┌─ DOCUMENT SEGMENT

# Single chic/adopted



## Ranch (May 26, 2014)

I was called two weeks ago and asked to adopt my friends chic. Her daughters class hatched chicks for a project. She brought home two and cared for them for three days. One got out of the container they were in and died in the middle of the night. The little girl was devastated and cried for them to call me to keep her baby alive.
How could I possibly say no...... they didn't know what kind it was or anything about it. I thought the school would have educated somewhat, but that is not the case. I have her in a bathroom and try and socialize with her often. But, it is not enough. I know she needs interaction with other chickens. I plan to put her in the silkie coop I have. 
When I bring in a silkie it is horrid. I have done it one at a time and always ends in pecking screeching and stress to both hen and chic. It is too cold outside to put the chic out there in a pen for intergration and my house is too hot for the silkies to stay in for longer than twenty minutes at a time. I have one that just went broody yesterday, I am going to try her again today. 

Why would a class not hatch in spring? A winter hatch is normally not good unless you have the set up for it. I wonder how many chicks that went home with all those excited little kids, are actually going to survive until spring. 
Any suggestions would be appreciated. 
I think it is a Black Jersey Giant. I looked and looked until I found a chick that looks like the one I have. Hope I am right, it says they are docile.


----------



## robin416 (Sep 8, 2013)

Oh how I hate having a single chick. I think it stresses me as much as it does the single chick.

└─

● TASK SET:
(A) List every span of time in the forum thread that is given with a number.
(B) Return the forum thread word for word, everything from "I was called" down to "coop I have.".
The items after this point are separate material and are not part of the forum thread.

┌─ LISTING

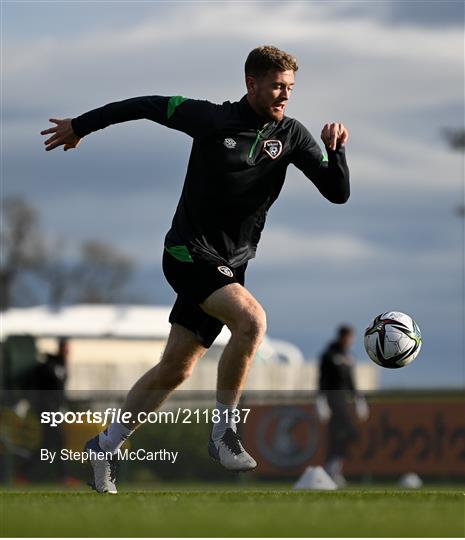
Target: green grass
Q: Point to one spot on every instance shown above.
(248, 512)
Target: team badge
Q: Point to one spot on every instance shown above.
(225, 270)
(273, 148)
(229, 143)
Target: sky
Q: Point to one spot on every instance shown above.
(392, 72)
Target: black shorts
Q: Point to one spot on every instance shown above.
(194, 282)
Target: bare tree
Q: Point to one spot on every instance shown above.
(22, 245)
(101, 274)
(57, 273)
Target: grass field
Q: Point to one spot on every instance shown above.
(224, 512)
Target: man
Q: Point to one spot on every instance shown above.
(236, 169)
(336, 385)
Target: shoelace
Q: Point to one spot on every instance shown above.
(232, 441)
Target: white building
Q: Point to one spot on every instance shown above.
(112, 345)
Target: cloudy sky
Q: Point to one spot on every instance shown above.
(391, 71)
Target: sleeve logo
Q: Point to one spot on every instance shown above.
(273, 148)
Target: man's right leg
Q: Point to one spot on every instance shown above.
(182, 351)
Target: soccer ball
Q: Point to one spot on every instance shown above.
(393, 340)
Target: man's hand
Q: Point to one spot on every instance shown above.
(334, 134)
(63, 134)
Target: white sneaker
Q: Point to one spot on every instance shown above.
(230, 453)
(104, 469)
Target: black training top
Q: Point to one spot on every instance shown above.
(236, 170)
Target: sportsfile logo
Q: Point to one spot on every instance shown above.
(225, 270)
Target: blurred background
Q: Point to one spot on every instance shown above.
(82, 231)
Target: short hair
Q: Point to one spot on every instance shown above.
(266, 58)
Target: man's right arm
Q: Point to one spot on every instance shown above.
(194, 117)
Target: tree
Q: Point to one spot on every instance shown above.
(22, 245)
(98, 276)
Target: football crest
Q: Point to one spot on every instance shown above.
(273, 148)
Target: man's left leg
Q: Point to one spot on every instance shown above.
(239, 310)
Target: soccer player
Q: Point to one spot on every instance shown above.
(238, 162)
(336, 386)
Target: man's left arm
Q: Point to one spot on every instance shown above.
(331, 175)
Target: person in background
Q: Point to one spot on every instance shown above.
(336, 388)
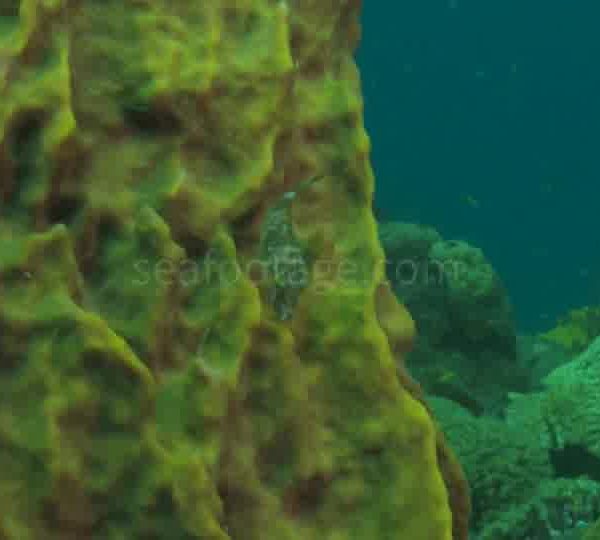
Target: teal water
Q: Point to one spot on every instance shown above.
(485, 123)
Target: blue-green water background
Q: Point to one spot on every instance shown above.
(484, 118)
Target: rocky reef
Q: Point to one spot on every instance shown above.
(169, 368)
(467, 346)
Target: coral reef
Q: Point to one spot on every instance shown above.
(535, 472)
(576, 330)
(156, 380)
(467, 343)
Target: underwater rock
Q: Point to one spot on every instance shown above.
(147, 388)
(576, 330)
(466, 346)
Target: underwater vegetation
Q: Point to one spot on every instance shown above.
(159, 378)
(521, 412)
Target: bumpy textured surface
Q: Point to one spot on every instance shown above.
(576, 330)
(147, 387)
(467, 344)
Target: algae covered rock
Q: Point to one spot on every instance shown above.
(150, 386)
(466, 348)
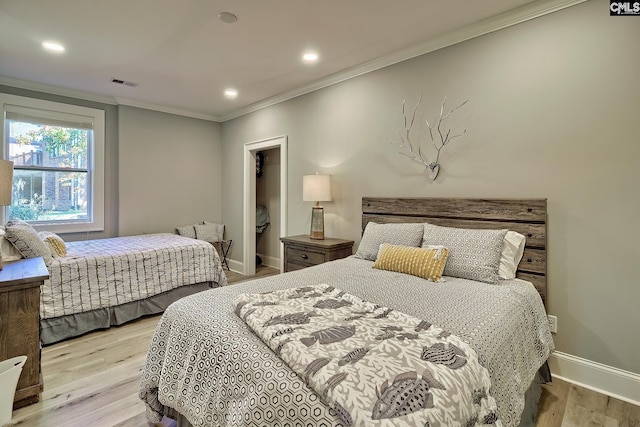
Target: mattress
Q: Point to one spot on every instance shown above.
(105, 273)
(206, 365)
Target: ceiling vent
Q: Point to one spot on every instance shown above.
(124, 82)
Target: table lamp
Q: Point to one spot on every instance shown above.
(316, 188)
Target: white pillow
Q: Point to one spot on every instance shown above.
(9, 252)
(26, 240)
(209, 232)
(512, 251)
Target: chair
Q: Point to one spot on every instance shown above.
(224, 251)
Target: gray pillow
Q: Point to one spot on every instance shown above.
(473, 254)
(187, 231)
(26, 240)
(396, 234)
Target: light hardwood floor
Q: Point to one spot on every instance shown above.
(93, 381)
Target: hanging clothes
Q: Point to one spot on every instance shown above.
(262, 218)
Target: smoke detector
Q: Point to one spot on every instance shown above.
(124, 82)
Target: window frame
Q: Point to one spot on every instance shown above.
(95, 162)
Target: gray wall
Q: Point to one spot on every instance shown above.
(170, 171)
(554, 112)
(111, 158)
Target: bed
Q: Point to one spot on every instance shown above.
(105, 282)
(206, 367)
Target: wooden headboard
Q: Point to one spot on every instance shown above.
(526, 216)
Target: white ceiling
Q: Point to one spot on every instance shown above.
(183, 56)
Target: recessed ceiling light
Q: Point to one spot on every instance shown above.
(53, 46)
(231, 93)
(227, 17)
(310, 57)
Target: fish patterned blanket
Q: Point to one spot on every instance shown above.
(373, 365)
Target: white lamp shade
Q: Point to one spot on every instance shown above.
(316, 188)
(6, 182)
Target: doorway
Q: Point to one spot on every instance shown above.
(251, 150)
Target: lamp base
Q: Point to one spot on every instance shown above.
(317, 223)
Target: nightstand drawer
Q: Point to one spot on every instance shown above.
(302, 251)
(304, 257)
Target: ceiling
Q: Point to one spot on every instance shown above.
(182, 56)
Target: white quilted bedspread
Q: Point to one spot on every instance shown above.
(108, 272)
(204, 361)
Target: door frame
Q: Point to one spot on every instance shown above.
(249, 211)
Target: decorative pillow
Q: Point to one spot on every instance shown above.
(187, 231)
(9, 252)
(209, 232)
(427, 263)
(56, 245)
(396, 234)
(26, 240)
(512, 251)
(473, 254)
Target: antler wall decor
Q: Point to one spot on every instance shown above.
(438, 129)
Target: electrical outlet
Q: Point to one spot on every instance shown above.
(553, 323)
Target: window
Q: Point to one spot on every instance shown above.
(57, 152)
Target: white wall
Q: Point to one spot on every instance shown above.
(554, 112)
(170, 171)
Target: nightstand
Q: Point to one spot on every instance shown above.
(302, 251)
(20, 283)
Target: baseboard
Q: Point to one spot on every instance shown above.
(614, 382)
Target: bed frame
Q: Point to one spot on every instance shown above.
(526, 216)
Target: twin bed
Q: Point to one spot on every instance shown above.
(105, 282)
(206, 366)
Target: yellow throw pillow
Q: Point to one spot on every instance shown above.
(427, 263)
(56, 245)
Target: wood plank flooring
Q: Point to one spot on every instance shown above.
(93, 381)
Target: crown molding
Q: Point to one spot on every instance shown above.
(495, 23)
(522, 14)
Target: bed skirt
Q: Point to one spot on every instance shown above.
(528, 418)
(63, 327)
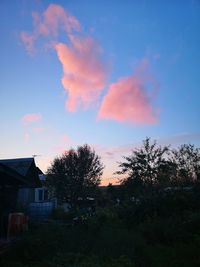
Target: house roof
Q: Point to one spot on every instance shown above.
(26, 168)
(10, 177)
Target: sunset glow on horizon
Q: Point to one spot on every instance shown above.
(107, 74)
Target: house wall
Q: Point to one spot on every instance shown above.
(41, 194)
(26, 196)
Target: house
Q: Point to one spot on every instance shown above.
(10, 182)
(25, 168)
(28, 192)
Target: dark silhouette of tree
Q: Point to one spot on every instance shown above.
(144, 166)
(75, 174)
(187, 161)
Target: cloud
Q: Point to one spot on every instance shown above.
(130, 99)
(31, 118)
(28, 40)
(53, 19)
(84, 72)
(26, 137)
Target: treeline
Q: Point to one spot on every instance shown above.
(150, 168)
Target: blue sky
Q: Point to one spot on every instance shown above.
(140, 77)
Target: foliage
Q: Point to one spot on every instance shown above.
(187, 161)
(75, 174)
(144, 165)
(153, 167)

└─

● RESPONSES PER TASK:
(A)
two weeks
three days
twenty minutes

(B)
I was called two weeks ago and asked to adopt my friends chic. Her daughters class hatched chicks for a project. She brought home two and cared for them for three days. One got out of the container they were in and died in the middle of the night. The little girl was devastated and cried for them to call me to keep her baby alive.
How could I possibly say no...... they didn't know what kind it was or anything about it. I thought the school would have educated somewhat, but that is not the case. I have her in a bathroom and try and socialize with her often. But, it is not enough. I know she needs interaction with other chickens. I plan to put her in the silkie coop I have.